Allocation of funding often based on cost-benefit ratios which leaves out remote communities with low population densities (seen as high costs and low benefits)

Bronen and Chapin III (2013)

They act as limits to adaptation and can thus lead to Loss and Damage because they prevent communities from taking action. Interpreted in this way, Loss and Damage can arise not only from climate impacts per se, but also from the socio-economic constraints that hinder adaptation of local communities.

In the next subsection, we present examples of relocation and outmigration in the Arctic showing examples when adaptation in situ is not possible and leads to (forced) relocation and outmigration and can cause societal and cultural Loss and Damage. These examples provide evidence that with insufficient institutional, organisational and jurisdictional support relocation and migration actions cannot be considered as adaptation.

18.4.1 Relocation and Outmigration as Adaptation or Part of Loss and Damage?

**DATASET**:
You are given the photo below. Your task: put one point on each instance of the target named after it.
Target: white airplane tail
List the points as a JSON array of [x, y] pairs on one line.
==
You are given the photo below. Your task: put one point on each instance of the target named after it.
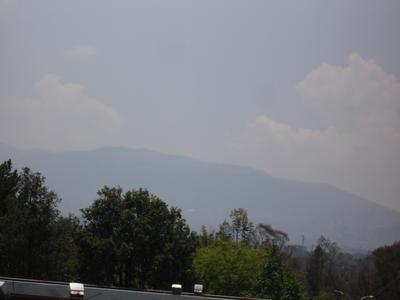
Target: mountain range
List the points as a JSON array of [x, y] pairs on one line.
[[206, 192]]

**REQUIRED TASK**: From the Loss and Damage passage above, copy out word for word the stretch from "Bronen and Chapin" through "of local communities.".

**RESULT FOR THIS EXERCISE**:
Bronen and Chapin III (2013)

They act as limits to adaptation and can thus lead to Loss and Damage because they prevent communities from taking action. Interpreted in this way, Loss and Damage can arise not only from climate impacts per se, but also from the socio-economic constraints that hinder adaptation of local communities.